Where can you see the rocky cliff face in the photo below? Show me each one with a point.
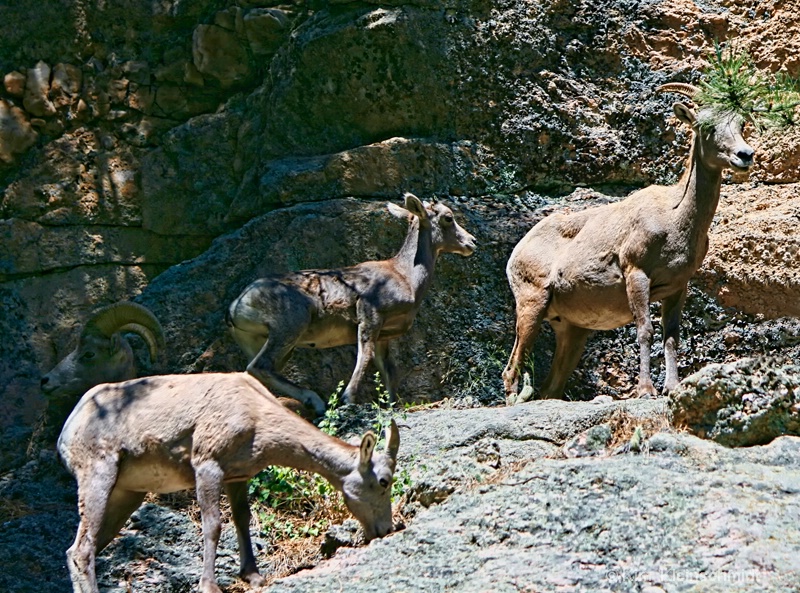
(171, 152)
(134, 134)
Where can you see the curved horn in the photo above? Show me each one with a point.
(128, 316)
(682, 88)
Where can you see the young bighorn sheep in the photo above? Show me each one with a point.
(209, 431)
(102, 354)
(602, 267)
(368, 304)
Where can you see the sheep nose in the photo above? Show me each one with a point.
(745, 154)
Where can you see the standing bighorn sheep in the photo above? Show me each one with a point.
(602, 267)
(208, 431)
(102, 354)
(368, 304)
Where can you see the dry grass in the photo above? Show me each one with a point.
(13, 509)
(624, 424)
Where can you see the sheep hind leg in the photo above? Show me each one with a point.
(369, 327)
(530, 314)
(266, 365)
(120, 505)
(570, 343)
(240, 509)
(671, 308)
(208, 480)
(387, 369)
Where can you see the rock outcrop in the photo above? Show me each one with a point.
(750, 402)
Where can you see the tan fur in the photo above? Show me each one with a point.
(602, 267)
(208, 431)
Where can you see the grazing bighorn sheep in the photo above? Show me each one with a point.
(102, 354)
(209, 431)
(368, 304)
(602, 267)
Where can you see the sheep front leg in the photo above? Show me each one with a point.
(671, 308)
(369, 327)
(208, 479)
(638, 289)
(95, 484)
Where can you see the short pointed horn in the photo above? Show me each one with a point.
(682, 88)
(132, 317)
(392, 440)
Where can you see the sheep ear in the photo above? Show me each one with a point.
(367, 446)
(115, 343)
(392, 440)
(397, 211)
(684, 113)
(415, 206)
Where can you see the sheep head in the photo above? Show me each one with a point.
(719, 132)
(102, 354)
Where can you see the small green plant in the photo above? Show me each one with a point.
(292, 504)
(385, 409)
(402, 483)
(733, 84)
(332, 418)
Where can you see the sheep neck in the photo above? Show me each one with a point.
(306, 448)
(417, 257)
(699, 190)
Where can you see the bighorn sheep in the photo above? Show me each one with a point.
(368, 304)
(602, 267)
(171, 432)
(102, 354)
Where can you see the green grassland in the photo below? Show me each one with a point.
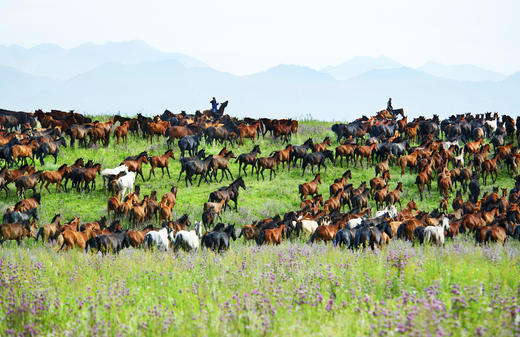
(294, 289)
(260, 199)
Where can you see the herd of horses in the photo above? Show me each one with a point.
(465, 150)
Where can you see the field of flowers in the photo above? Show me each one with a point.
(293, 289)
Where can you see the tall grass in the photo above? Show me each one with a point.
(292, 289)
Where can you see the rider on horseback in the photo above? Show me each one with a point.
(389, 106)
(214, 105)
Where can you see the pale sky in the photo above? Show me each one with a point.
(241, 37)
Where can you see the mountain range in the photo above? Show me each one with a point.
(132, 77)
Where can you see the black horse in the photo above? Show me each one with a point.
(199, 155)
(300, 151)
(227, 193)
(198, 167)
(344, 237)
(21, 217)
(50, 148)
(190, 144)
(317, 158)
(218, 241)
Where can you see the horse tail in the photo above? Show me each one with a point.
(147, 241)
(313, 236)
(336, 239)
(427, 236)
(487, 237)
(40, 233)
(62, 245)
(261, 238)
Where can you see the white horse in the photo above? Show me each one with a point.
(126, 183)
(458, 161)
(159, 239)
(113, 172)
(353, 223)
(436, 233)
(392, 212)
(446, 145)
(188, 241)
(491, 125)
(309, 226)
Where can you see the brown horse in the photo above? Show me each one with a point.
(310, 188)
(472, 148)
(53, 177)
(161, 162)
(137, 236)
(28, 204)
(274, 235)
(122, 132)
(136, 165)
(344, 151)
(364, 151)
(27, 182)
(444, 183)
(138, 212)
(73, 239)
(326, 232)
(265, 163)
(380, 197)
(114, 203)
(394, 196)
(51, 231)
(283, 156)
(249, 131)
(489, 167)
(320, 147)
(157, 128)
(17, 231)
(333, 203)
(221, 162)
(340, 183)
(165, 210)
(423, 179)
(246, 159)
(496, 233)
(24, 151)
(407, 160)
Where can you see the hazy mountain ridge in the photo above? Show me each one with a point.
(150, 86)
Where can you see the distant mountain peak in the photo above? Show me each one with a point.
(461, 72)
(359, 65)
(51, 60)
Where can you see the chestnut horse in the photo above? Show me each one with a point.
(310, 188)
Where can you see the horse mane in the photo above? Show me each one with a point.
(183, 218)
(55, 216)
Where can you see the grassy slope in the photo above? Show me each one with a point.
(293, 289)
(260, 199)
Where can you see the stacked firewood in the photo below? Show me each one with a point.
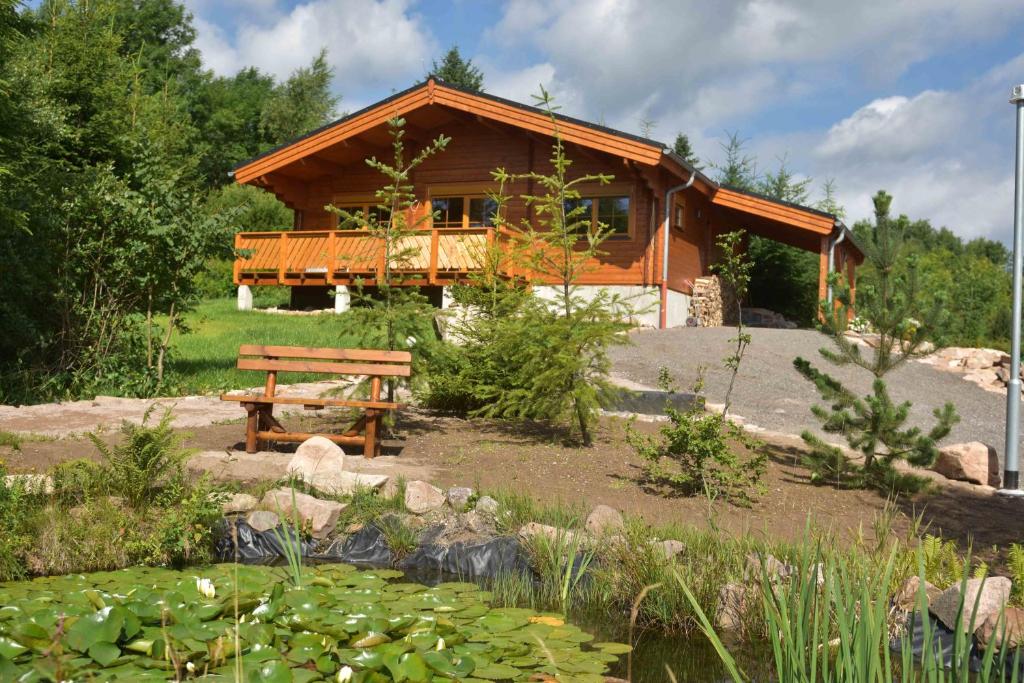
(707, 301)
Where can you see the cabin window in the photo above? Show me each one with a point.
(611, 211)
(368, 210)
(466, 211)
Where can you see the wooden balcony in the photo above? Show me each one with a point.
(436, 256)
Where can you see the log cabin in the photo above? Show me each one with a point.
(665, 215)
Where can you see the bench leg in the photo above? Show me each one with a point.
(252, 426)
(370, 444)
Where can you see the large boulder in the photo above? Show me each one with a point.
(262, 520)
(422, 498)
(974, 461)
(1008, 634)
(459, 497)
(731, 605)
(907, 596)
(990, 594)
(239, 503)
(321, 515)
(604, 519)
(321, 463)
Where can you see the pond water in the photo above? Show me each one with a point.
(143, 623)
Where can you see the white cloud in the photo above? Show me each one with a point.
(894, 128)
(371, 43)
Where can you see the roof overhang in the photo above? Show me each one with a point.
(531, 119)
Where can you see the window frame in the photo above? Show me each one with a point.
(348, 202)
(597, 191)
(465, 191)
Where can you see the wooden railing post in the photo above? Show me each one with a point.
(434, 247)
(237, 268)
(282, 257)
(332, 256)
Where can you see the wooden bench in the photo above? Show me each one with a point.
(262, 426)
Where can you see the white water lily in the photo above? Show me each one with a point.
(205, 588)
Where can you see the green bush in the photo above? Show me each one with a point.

▶ **Given exercise**: Please output exactly the lines from the line containing "Where can you see the hazy" through the last line of the records above, both included, and leave out any pictures.

▶ **Right answer**:
Where can you see the hazy mountain ridge in the photo above? Show me each one with a point.
(150, 86)
Where can you see the distant mountain peak in the photo above? Show me each one with a point.
(461, 72)
(359, 65)
(51, 60)
Where can you see the chestnut horse in the photo above? Show me each one with a point.
(310, 188)
Where can you see the horse mane in the photo above? Show me each one with a point.
(183, 218)
(55, 216)
Where can you see the grassy slope in the photo above? Show me each one with a point.
(293, 289)
(260, 199)
Where can you see the stacked firewood in the photo below? Show me each one with a point.
(707, 301)
Where can you see the cabin window in the photo above? Show me each one with a point.
(611, 211)
(368, 210)
(466, 211)
Where can you see the wooden balcony in the photo above? Show me each one with a point.
(436, 256)
Where can you see the log cabin in the photo above? Show me each one with a point.
(665, 215)
Where can you see the bench leg in the photo above? Show me each one with a point.
(252, 426)
(370, 444)
Where can you see the large boulder in the photo above? Show me each one with a point.
(262, 520)
(422, 498)
(974, 461)
(1008, 634)
(459, 497)
(731, 605)
(907, 596)
(990, 594)
(239, 503)
(321, 515)
(604, 519)
(321, 463)
Where can you see the pond water in the photo above? Show me each one with a point.
(143, 623)
Where can you see the white cloud in the photo above? Show me each one with a point.
(894, 128)
(371, 43)
Where can you see the roof overhang in the photo above? Show me each one with a point.
(531, 119)
Where can you see the window frame in the photo above? Show me each one with a point.
(348, 202)
(597, 191)
(465, 191)
Where can you see the wooden railing post in the photo above? Show me each one with a point.
(434, 247)
(237, 268)
(282, 257)
(332, 256)
Where can you see the wooden bench in the photo above? Show me each one with a point.
(262, 426)
Where can you see the white water lily in the photo above? Show me each one with a point.
(205, 588)
Where can you see the green bush in the photo above? Show me each one with a point.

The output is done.